(Records drawn from a dataset)
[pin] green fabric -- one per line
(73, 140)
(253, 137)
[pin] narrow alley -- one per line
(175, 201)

#### [THE TASK]
Could the entries above be output once more, exactly as they are?

#### [YOUR SOLUTION]
[pin] green fabric -- one per line
(73, 140)
(253, 137)
[pin] narrow alley -- one per line
(175, 201)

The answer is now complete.